◆ EXERCISE: Give an exact copy of every line, leaving images out.
-------- INFORMATION SUPPLIED
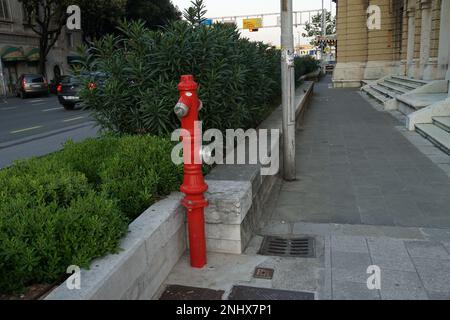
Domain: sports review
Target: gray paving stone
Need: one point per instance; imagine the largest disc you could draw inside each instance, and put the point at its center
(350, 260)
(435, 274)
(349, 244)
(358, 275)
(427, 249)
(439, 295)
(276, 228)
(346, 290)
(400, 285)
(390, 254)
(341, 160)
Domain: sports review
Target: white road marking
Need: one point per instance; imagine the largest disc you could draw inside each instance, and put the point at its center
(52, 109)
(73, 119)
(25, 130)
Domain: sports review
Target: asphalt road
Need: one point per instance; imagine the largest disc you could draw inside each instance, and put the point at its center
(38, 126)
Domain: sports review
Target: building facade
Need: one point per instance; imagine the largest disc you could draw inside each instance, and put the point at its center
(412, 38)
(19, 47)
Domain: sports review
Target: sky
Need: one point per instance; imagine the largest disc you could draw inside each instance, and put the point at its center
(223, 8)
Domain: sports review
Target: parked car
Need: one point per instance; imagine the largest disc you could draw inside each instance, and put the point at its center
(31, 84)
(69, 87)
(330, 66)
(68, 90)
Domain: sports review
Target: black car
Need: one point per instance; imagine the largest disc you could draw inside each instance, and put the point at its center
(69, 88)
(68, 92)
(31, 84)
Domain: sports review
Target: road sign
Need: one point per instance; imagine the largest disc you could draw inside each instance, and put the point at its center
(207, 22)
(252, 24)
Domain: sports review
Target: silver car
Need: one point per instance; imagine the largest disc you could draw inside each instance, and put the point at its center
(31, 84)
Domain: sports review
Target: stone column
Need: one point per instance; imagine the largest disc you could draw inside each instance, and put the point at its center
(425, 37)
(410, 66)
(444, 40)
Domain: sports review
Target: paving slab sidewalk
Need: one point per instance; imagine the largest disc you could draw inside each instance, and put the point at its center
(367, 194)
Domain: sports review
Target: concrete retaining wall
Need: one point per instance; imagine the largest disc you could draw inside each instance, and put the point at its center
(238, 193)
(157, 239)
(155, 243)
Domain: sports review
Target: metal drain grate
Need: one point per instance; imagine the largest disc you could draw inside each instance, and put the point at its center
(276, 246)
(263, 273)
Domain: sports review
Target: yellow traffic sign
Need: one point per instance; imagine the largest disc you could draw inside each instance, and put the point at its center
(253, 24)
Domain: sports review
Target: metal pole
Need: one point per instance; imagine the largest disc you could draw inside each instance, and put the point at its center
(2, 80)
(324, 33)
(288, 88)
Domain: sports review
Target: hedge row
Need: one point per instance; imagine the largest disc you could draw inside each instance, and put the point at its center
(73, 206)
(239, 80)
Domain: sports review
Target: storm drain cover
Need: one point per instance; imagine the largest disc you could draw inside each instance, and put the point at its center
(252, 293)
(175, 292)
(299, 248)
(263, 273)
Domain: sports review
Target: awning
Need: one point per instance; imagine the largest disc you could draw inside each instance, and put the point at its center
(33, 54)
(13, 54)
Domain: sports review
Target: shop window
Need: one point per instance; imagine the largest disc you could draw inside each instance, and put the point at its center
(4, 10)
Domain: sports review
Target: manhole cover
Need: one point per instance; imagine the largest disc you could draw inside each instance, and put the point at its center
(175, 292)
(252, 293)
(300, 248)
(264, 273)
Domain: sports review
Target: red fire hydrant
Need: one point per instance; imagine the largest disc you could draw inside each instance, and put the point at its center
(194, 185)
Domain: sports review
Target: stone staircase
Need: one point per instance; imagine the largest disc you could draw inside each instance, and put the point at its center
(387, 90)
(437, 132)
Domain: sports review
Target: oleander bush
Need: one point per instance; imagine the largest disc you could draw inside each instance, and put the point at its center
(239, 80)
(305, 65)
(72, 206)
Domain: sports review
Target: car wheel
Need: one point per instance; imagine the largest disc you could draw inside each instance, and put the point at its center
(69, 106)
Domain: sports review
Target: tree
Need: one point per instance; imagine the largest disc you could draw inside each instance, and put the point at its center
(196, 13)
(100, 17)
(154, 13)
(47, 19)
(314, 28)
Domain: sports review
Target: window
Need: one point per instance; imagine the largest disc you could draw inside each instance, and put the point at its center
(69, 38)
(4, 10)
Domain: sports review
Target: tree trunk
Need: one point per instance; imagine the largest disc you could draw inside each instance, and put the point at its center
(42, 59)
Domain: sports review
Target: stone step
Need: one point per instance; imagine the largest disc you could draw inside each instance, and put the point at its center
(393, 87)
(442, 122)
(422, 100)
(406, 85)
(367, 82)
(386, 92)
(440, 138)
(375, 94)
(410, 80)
----------------
◆ ANSWER TO THIS EXERCISE:
Domain: sports review
Target: gray paving stone
Need: one point per instance; imagine the largest disc you could draw inside each instance, and put the point at its center
(350, 260)
(435, 274)
(349, 244)
(358, 275)
(427, 249)
(439, 295)
(276, 228)
(346, 290)
(400, 285)
(390, 254)
(341, 160)
Domain: sports review
Target: white road marking
Need: one point per instance; imagine the largest disc you could draw inside each instance, and put the point at its center
(52, 109)
(73, 119)
(25, 130)
Domain: sports review
Target: asphalt road
Need: one point per instance; imagine the largest disc you could draw inside each instance, and put the point at its center
(38, 126)
Domain: sports review
Target: building facade
Need: one point per instance; imagine the largest disc you could draw inside each instance, and put the point at its center
(412, 38)
(19, 47)
Domain: sports review
Target: sky
Need: one point per instance; imagine the largest disc you could draw inside each instance, and put the point at its center
(223, 8)
Domain: sports review
Target: parked car
Need: one point per instance; imagine the largest disc you could draw inside each instance, and put the point at its center
(31, 84)
(69, 87)
(330, 66)
(68, 90)
Domain: sports review
Target: black car
Need: one point per instance; imagine the largest disc you could draw inside each instance, and put the point at its center
(69, 88)
(68, 92)
(31, 84)
Domain: sports review
Target: road sign
Need: one point per instance; imagine the largest disc you could draw inside each instance, and put the point at its center
(207, 22)
(252, 24)
Domain: sports review
Target: silver car
Need: one point per instance; imagine the largest disc you could draw inside each instance, and put the point at its center
(31, 84)
Domain: sports review
Target: stone column
Need: one point per instance; imagine the largest disc you could draw inside each instance, and put the point at its center
(425, 37)
(410, 66)
(444, 40)
Domain: sports review
Target: paving slab sidewalk
Need: one point per instance; imagine the largest disc you could draw inside each instance, and put the point at its center
(367, 194)
Domain: sports review
Target: concrete retaining wall
Need: one point per instance; imagine the largest disc you could draw inside each instance, and put the point at its center
(238, 193)
(157, 239)
(155, 243)
Domain: sports review
Target: metal drain grate
Need: one point per instance; imagine the largest disc you could draw inside each instance, and put the point at its center
(276, 246)
(263, 273)
Domain: sports review
Target: yellow traffic sign
Need: one point per instance; imagine the largest disc you could draw inside each instance, and put the point at its center
(253, 24)
Domain: sports review
Target: metal pole
Need: one point per instance; imagine the largest disc you could draw inside each instance, and put the point at its center
(2, 80)
(324, 33)
(288, 88)
Domain: sports review
Target: hedge row
Need: one point per instance; imagine the largest disc you could draw inside each instance, and put the point at its center
(73, 206)
(239, 80)
Domain: sports review
Target: storm drain cover
Need: one point per instance; imagine the largest disc you could draw inside each instance, and put the point at its center
(252, 293)
(175, 292)
(299, 248)
(263, 273)
Domain: sports review
Target: awning
Need: one point per instance; imagine the largest disc you could draw inside each instance, and put the point at its center
(33, 54)
(13, 54)
Domain: sports review
Target: shop window
Need: one point per instance; imagine the largest disc you could draw inside each instance, and put the point at its center
(4, 10)
Domain: sports review
Target: manhole cover
Need: one point per instance; imagine the largest disc you could draw inside each instance, and put the point at its center
(175, 292)
(252, 293)
(300, 248)
(264, 273)
Domain: sports review
Target: red fire hydrant
Need: one point per instance; imagine the largest disc you could draw inside each instance, and put the point at its center
(194, 185)
Domain: sports review
Target: stone staircase
Need: one point per instance; imagine the largest disc you could draw inside each instance, and put the point at its center
(387, 90)
(437, 132)
Domain: sports review
Target: oleander bush
Need: one point per instance; imagine the largest disc you could draw inside each instance, and put the point at its center
(239, 80)
(305, 65)
(72, 206)
Domain: sports review
Target: car wheel
Need: one point per instance; imagine the largest disc you could draw inside each instance, and put the point at its center
(69, 106)
Domain: sports review
Target: tree
Need: one point per instance; imagine the largest disc you could draw inside each instance, and put the point at its center
(196, 13)
(100, 17)
(154, 13)
(47, 19)
(314, 28)
Domain: sports review
Target: window
Need: one point per instance; imagine the largest disc you could draw inside each instance, and put the point at its center
(69, 38)
(4, 10)
Domain: sports review
Target: tree trunk
Need: one point per instance; imagine the largest disc you could draw inside each instance, and put the point at its center
(42, 59)
Domain: sports review
Target: stone step
Need: one point per instance; imagine the largest disc you could draw inside each instance, and put the point at its center
(393, 87)
(442, 122)
(422, 100)
(406, 85)
(367, 82)
(386, 92)
(440, 138)
(375, 94)
(410, 80)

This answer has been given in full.